[Task directions] In the listing below, find the line containing "Form = pixel coordinates such as (282,241)" and the line containing "Form = pixel coordinates such as (101,377)". Repeat exactly those two lines and every line between them.

[Records to process]
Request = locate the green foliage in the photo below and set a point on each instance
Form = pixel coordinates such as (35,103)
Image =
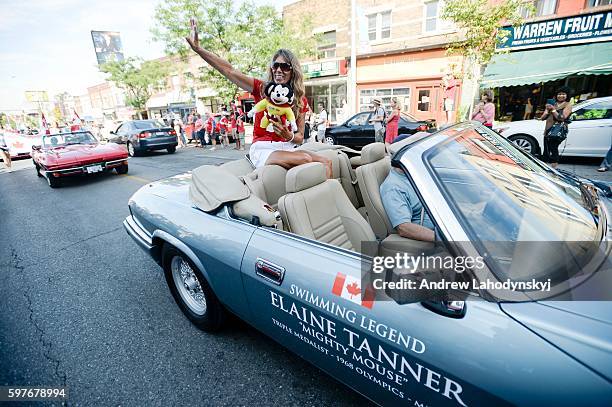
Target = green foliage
(246,36)
(481,22)
(138,78)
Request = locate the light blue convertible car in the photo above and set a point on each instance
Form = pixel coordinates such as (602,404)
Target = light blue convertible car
(284,251)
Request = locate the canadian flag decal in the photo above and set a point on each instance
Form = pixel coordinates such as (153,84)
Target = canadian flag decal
(349,287)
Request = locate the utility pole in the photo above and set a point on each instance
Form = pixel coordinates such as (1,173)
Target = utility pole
(352,82)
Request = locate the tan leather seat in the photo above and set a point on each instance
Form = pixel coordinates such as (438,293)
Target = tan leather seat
(318,208)
(238,167)
(375,167)
(268,183)
(344,173)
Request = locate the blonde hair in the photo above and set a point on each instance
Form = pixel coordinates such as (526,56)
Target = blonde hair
(297,78)
(398,105)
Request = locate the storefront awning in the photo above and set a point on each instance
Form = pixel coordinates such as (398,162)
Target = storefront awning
(543,65)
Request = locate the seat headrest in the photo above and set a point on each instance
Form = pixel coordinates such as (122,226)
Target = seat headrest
(372,153)
(212,186)
(305,176)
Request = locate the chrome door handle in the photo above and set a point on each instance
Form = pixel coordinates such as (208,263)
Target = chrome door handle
(269,271)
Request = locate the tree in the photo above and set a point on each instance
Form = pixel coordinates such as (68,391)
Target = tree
(137,78)
(480,22)
(247,36)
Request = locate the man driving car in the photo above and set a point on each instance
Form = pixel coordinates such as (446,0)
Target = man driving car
(404,208)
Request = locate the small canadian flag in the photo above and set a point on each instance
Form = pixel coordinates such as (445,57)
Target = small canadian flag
(349,287)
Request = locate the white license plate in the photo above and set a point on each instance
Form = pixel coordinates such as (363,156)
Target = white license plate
(94,168)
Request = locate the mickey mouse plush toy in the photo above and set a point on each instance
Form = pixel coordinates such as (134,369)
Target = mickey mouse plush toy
(277,104)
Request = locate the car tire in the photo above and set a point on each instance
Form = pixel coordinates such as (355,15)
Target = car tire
(53,182)
(122,169)
(132,152)
(525,143)
(191,291)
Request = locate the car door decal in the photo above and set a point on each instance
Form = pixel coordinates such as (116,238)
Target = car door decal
(371,357)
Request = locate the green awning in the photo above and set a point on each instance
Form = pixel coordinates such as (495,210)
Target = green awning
(542,65)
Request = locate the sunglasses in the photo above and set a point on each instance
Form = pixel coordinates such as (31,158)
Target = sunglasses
(284,66)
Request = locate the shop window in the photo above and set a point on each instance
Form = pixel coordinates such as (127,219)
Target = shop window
(385,95)
(597,3)
(379,26)
(433,17)
(540,8)
(601,110)
(424,100)
(327,45)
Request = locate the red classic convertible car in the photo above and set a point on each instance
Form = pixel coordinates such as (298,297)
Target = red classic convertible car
(62,155)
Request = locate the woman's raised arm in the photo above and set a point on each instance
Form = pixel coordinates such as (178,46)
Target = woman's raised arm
(225,68)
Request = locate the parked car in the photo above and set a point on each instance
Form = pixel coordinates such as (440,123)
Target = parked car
(20,144)
(358,131)
(296,276)
(145,135)
(590,132)
(76,153)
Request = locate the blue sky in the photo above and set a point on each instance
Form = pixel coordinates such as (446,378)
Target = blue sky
(46,44)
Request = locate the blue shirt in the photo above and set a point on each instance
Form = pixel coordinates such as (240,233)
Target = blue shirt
(401,201)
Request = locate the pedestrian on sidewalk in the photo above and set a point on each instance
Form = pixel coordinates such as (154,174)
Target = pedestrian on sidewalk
(485,109)
(321,122)
(606,164)
(449,84)
(224,129)
(392,123)
(199,132)
(556,114)
(378,119)
(240,128)
(177,124)
(209,126)
(5,153)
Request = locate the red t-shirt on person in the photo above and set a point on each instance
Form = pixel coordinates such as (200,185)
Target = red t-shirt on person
(260,134)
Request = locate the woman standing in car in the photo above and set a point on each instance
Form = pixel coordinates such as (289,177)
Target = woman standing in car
(556,114)
(277,147)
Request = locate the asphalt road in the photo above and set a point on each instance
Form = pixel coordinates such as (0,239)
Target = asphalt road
(82,306)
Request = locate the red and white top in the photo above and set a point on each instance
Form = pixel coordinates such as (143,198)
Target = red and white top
(260,134)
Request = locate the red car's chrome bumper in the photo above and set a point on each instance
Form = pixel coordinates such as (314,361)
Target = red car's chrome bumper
(82,169)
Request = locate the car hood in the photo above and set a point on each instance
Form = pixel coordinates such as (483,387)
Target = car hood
(521,124)
(582,329)
(85,152)
(175,188)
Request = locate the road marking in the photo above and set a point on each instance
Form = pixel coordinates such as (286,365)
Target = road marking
(134,177)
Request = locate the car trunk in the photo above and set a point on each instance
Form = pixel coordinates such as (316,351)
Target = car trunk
(556,322)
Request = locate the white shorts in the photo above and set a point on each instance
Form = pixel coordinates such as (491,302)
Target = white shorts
(261,150)
(449,105)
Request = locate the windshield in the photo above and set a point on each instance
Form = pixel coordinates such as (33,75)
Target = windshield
(60,140)
(148,124)
(503,196)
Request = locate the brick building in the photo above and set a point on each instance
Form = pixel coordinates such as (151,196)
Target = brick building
(400,49)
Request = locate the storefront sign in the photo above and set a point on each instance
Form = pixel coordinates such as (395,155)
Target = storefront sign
(575,29)
(318,69)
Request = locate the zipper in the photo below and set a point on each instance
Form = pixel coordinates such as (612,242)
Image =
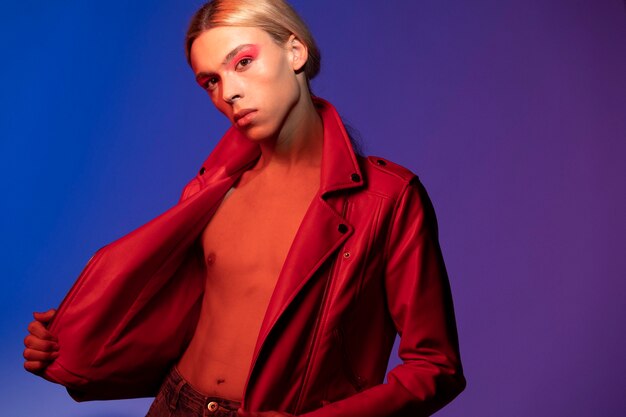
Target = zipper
(318,325)
(324,307)
(355,379)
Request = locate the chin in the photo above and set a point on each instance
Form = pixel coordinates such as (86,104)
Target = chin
(257,133)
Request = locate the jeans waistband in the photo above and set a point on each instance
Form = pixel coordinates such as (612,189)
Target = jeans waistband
(179,393)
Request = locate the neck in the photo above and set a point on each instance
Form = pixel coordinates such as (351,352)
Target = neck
(298,144)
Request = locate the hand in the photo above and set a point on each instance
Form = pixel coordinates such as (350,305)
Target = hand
(243,413)
(41,347)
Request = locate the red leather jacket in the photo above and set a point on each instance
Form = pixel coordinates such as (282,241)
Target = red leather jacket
(365,264)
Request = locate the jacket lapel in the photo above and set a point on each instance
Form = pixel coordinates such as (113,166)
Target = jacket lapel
(323,228)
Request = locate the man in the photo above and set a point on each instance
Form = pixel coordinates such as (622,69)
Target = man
(281,278)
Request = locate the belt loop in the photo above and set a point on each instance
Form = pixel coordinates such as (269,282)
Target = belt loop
(174,400)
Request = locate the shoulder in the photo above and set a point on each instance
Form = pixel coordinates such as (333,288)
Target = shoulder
(385,177)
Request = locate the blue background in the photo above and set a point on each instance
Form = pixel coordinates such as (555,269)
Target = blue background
(512,112)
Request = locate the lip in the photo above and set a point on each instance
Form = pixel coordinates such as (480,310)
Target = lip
(244,117)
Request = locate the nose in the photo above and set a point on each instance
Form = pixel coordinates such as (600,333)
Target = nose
(231,91)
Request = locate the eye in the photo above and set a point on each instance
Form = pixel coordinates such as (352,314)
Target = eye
(210,83)
(244,62)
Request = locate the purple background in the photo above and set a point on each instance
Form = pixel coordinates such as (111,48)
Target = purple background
(513,113)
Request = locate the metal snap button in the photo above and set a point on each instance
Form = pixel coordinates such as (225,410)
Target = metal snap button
(212,406)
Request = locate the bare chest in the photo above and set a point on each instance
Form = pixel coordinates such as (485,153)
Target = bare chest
(247,240)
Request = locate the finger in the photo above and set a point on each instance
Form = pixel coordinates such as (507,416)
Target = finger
(38,330)
(35,367)
(37,355)
(36,343)
(44,317)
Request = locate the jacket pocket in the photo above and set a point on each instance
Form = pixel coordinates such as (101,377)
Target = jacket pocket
(358,382)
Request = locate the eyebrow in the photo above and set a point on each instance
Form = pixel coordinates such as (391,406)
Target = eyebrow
(226,60)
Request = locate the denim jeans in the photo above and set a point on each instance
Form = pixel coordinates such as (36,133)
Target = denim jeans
(177,398)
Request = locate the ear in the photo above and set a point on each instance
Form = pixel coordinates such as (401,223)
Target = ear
(298,52)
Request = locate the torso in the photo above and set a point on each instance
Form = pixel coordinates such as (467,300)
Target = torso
(245,245)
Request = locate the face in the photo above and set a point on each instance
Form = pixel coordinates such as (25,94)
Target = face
(251,79)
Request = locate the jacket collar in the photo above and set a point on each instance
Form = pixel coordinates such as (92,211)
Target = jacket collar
(234,154)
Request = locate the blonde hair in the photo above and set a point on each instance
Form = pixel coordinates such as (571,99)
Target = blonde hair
(276,17)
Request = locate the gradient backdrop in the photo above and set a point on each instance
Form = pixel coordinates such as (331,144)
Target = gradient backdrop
(512,112)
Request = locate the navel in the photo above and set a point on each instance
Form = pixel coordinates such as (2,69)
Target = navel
(210,259)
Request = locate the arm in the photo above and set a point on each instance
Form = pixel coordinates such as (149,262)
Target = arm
(420,304)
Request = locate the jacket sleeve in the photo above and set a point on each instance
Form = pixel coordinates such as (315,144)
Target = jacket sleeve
(420,304)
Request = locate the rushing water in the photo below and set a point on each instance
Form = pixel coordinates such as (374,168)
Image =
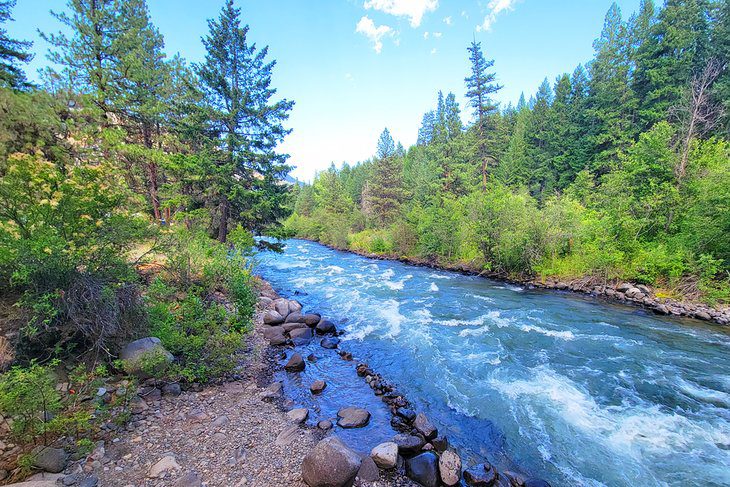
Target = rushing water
(570,389)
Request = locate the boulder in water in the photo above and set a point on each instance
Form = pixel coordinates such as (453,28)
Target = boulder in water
(352,417)
(330,463)
(408,444)
(272,318)
(325,326)
(450,467)
(385,455)
(330,342)
(481,475)
(295,363)
(425,427)
(423,469)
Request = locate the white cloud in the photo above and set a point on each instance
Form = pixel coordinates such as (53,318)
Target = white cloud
(375,33)
(495,8)
(413,9)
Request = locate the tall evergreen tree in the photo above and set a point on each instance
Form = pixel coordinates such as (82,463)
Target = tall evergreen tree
(481,86)
(13,52)
(675,50)
(246,125)
(611,101)
(385,189)
(425,133)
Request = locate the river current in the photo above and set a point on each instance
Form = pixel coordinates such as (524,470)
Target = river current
(568,388)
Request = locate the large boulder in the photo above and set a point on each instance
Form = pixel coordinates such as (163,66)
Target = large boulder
(330,342)
(311,319)
(330,464)
(295,363)
(481,475)
(272,318)
(424,469)
(425,427)
(49,459)
(144,352)
(281,306)
(450,467)
(352,417)
(408,444)
(295,306)
(385,455)
(325,326)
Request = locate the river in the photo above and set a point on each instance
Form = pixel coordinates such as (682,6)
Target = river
(569,388)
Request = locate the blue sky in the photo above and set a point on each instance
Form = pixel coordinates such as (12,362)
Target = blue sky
(354,67)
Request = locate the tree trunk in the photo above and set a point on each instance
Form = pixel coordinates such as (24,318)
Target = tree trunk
(223,227)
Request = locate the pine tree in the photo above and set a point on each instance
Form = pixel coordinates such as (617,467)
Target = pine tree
(480,87)
(675,49)
(386,145)
(12,52)
(385,189)
(452,117)
(236,82)
(425,133)
(611,101)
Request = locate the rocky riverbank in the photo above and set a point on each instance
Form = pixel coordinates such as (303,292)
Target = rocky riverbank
(416,452)
(612,291)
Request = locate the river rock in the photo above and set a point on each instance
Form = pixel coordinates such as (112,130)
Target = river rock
(295,317)
(423,469)
(281,306)
(289,327)
(301,333)
(330,342)
(405,413)
(450,467)
(325,326)
(408,444)
(385,455)
(311,319)
(425,427)
(317,386)
(134,354)
(352,417)
(164,465)
(172,389)
(440,443)
(273,331)
(49,459)
(481,475)
(295,306)
(295,363)
(330,464)
(298,415)
(368,471)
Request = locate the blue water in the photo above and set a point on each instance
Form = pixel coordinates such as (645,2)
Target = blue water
(570,389)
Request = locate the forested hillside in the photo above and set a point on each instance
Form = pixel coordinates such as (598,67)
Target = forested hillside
(619,170)
(127,178)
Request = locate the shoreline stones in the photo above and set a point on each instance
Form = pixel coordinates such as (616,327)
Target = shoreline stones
(417,448)
(353,417)
(295,364)
(330,463)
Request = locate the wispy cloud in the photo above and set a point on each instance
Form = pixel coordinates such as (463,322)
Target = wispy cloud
(375,33)
(495,7)
(413,9)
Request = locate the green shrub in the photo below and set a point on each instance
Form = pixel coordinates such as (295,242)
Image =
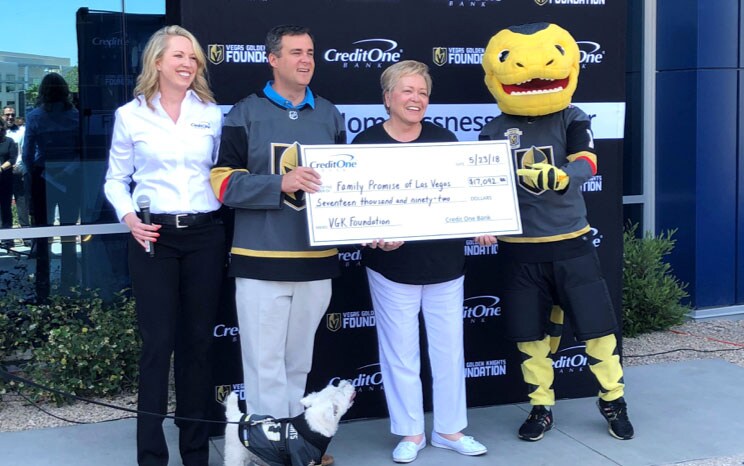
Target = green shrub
(651,293)
(78,343)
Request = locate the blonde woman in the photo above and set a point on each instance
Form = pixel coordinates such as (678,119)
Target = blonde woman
(166,141)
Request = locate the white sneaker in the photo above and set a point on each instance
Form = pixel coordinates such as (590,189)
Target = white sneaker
(405,452)
(466,445)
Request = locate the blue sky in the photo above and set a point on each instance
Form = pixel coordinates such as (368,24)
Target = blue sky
(47,27)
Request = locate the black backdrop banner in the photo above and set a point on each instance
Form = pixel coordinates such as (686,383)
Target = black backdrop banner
(355,40)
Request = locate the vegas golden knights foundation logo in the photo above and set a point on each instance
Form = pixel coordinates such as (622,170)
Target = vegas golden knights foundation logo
(333,322)
(216,53)
(439,55)
(221,392)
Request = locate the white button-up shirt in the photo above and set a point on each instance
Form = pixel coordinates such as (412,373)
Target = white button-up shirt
(169,162)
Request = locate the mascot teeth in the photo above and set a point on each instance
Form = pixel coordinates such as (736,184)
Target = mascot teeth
(541,62)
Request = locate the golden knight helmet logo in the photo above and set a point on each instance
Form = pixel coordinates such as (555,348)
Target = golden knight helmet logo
(216,53)
(439,56)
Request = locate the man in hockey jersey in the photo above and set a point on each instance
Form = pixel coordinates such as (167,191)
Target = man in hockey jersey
(283,286)
(532,71)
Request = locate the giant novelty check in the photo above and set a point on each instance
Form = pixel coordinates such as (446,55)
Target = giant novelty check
(408,192)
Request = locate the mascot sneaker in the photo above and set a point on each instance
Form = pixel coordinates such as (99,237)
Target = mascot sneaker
(616,413)
(538,422)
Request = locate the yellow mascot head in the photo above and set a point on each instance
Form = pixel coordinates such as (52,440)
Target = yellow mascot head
(532,69)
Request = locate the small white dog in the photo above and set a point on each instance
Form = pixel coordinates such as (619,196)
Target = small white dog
(297,441)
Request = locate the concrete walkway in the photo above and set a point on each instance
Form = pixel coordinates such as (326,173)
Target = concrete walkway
(689,412)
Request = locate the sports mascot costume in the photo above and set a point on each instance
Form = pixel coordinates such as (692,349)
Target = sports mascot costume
(532,70)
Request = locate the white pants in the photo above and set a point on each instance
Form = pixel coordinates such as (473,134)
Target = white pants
(277,323)
(397,307)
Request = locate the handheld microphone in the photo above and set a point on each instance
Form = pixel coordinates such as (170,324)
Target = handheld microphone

[Answer to the exercise]
Form = pixel coordinates such as (282,241)
Target = red leather jacket
(365,264)
Request = locate the jacket lapel in the photo above and set a point on each instance
Form = pixel coordinates such as (113,166)
Target = jacket lapel
(323,228)
Request = locate the man in the photo above and set a point on each instance
Form = pixel coordinates such as (622,69)
Target = man
(281,278)
Request = locate the belt loop in the photo above and set a point on each instance
Form = pixel coordinates such as (269,282)
Target = belt loop
(174,400)
Request = locate the shoulder in the photo above and set a point on each instance
Form = pixel coordinates such as (333,288)
Target = shoulder
(385,177)
Request = locate the blue background in the photo above and set a point on each instance
Form = pixel coordinates such as (555,269)
Target = blue background
(512,112)
Request = locate the lip in the photo above and set a point on each instance
Form = pixel coordinates such as (480,310)
Target = lip
(244,117)
Request = locate the nose in the photo above and set a point on each instance
Form = pixel coordinates such as (600,333)
Target = nose
(231,91)
Request = locate the eye in the photo above and set a point on each instance
Form = pixel coordinates such as (352,314)
Target = eye
(210,83)
(244,62)
Request = locate the purple background in the photo above and set a point on each instance
Form = pixel coordinates such as (111,48)
Target = purple background
(513,113)
Request = locate the metal snap button in the photo above and set a point on each instance
Form = pixel coordinates such as (225,410)
Target = metal snap button
(212,406)
Request = locate the bare chest in the photo above and set a point on each instance
Form = pixel coordinates such as (485,153)
Target = bare chest
(247,240)
Request = locate the finger in the photo above and set a point on each instance
Form = pixel coordinates such as (507,416)
Target = finger
(38,330)
(35,367)
(37,355)
(36,343)
(44,317)
Request = locate the jacket pocket in the photo above and set a point on each instance
Form = pixel coordinates such as (101,377)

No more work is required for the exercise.